▶ _ACTION ITEM_:
Below is a block of entries; repeat exactly the lines starting at the line that contains "Target: white knit trim" and ending at the line that contains "[(548, 139), (413, 708), (194, 775), (444, 257)]", both included.

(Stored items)
========

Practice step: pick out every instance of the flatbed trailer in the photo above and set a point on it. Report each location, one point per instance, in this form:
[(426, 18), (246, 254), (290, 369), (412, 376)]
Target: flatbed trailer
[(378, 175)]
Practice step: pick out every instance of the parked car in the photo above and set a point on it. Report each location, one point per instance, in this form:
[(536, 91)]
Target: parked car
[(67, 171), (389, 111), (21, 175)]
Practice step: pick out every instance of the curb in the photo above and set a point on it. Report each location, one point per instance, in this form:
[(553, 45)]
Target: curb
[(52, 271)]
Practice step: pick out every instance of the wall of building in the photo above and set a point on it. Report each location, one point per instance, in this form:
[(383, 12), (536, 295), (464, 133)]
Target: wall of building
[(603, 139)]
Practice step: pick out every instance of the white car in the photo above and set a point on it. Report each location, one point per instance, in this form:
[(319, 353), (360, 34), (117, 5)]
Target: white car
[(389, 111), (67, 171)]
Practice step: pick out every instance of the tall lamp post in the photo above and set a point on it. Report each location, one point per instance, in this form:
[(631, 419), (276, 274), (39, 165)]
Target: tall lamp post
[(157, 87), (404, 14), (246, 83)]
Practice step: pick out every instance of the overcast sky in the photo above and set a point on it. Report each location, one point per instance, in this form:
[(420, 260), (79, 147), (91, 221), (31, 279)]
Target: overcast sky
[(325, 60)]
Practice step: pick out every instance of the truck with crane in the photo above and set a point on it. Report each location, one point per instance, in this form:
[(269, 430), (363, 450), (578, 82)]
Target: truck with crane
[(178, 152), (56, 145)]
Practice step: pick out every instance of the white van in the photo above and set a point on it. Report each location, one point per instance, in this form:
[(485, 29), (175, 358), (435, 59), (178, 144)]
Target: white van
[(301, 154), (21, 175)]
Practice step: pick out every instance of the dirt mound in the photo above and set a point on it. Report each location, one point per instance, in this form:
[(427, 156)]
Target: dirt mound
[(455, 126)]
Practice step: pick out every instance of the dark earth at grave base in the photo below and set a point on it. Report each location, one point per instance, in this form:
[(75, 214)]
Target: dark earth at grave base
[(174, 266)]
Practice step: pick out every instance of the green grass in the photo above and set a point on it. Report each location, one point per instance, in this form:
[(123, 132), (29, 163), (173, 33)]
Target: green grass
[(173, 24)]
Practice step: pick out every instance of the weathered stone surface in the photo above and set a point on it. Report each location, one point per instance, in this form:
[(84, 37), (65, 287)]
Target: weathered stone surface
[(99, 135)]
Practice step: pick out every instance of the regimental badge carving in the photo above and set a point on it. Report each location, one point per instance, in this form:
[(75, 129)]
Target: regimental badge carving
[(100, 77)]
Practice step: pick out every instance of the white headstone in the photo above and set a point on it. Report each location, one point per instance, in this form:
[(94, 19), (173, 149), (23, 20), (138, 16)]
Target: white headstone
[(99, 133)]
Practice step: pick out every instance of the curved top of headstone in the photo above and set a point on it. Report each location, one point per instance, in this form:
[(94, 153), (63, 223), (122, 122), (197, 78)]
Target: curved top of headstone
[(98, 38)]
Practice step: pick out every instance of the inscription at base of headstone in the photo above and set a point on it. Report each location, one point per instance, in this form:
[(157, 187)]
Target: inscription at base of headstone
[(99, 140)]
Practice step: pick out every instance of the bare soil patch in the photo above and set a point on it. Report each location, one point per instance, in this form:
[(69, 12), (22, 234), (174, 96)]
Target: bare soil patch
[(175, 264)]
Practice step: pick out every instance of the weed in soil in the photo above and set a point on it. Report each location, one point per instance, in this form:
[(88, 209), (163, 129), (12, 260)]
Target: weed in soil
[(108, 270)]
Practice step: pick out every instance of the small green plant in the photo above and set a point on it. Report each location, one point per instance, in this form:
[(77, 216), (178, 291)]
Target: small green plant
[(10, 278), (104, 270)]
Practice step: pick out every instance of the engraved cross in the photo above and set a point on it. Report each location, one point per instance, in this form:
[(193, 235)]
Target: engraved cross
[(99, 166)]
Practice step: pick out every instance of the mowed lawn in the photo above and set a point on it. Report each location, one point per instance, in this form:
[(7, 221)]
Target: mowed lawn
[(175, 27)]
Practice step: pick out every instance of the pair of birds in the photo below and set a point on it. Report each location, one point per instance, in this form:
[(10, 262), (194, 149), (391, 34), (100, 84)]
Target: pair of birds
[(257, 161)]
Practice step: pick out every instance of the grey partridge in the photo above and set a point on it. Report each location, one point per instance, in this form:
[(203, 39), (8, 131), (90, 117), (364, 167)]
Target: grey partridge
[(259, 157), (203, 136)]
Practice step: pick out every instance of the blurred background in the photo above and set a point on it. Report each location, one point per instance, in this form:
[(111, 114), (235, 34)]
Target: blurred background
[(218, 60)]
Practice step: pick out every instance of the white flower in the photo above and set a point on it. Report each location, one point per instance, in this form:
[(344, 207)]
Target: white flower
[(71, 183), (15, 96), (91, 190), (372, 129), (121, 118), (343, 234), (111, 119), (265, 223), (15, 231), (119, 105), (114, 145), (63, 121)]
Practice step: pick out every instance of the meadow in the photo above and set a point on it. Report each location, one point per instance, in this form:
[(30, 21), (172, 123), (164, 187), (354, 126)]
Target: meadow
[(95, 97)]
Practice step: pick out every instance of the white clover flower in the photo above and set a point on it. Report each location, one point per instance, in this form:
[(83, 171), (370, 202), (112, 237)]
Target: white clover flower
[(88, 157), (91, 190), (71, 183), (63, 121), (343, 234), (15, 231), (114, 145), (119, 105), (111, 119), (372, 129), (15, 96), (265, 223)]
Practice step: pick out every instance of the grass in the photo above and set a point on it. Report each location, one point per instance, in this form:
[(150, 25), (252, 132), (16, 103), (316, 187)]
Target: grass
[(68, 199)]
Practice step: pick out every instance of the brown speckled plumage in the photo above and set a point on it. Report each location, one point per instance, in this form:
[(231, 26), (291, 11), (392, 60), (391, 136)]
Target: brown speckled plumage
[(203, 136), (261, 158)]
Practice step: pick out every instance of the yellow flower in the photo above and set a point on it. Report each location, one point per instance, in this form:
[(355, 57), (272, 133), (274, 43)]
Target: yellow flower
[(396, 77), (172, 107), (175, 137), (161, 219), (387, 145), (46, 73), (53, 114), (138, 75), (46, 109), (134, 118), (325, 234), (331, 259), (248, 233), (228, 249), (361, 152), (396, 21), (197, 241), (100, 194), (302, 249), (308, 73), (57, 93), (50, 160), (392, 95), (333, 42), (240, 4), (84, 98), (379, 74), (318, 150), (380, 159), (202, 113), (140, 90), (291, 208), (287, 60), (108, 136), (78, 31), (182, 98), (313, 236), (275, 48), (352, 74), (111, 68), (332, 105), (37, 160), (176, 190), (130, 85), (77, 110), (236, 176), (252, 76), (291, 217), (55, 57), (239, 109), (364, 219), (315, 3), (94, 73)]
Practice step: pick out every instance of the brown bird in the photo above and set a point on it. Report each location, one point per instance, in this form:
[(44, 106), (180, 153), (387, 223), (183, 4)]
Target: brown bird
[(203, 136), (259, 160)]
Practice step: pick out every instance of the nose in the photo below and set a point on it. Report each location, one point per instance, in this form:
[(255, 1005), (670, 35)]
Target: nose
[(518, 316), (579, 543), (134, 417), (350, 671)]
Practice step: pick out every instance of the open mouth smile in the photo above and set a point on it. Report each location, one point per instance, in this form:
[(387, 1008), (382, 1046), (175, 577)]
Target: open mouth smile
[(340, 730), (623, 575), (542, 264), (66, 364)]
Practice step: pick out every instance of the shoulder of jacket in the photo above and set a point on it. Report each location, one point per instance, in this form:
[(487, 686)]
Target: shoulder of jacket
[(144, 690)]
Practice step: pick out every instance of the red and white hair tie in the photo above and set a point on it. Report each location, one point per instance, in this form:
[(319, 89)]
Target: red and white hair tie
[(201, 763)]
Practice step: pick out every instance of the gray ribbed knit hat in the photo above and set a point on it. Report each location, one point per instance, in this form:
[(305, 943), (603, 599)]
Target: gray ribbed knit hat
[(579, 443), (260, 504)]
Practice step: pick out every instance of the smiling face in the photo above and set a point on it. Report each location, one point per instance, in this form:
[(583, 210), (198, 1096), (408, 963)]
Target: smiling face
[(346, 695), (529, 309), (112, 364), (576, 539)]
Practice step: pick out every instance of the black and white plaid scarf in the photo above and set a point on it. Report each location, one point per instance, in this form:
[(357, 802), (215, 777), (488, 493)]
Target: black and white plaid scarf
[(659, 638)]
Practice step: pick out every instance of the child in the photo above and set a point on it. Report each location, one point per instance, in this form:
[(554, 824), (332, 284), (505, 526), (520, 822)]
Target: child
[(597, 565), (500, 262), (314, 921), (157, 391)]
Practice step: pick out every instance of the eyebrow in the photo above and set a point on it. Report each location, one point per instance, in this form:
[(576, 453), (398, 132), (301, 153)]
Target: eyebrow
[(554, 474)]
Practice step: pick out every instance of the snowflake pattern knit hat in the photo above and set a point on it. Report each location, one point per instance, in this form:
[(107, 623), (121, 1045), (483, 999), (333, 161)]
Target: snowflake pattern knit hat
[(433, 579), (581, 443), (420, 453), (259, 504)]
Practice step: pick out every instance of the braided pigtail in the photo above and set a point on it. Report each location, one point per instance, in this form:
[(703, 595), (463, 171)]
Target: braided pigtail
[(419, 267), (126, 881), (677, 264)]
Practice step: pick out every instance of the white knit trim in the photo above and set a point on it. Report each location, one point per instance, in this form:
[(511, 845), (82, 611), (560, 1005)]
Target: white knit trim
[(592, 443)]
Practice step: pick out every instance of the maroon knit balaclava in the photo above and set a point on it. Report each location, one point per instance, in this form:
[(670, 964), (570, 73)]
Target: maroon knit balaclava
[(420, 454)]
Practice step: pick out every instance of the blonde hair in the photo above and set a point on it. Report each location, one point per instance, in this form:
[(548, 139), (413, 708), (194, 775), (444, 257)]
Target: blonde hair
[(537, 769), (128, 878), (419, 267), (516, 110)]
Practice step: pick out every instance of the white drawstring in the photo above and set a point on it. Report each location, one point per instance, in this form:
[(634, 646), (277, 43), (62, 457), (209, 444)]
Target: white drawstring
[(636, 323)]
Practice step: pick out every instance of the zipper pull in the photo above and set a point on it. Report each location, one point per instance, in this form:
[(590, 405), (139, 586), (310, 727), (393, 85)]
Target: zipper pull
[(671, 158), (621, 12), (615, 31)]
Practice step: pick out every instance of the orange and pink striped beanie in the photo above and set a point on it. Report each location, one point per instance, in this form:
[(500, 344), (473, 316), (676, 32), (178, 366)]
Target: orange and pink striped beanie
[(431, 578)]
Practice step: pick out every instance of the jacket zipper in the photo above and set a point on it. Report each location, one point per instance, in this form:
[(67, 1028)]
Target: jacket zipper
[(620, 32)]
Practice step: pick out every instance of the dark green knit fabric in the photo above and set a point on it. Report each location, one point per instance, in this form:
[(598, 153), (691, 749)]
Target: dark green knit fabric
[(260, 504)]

========

▶ _THE ANSWER_:
Target: white knit trim
[(592, 443)]
Practice step: pick out every instance of the maroon knit balaclava in the photo above and set a point on it. Report each location, one point per instance, in this form:
[(670, 964), (570, 73)]
Target: maroon knit balaclava
[(420, 454)]
Practice step: pick out every instance of the blonde hair in the photo above and set a point on it. Report each location, one point per instance, in this form:
[(548, 139), (413, 708), (194, 775), (444, 257)]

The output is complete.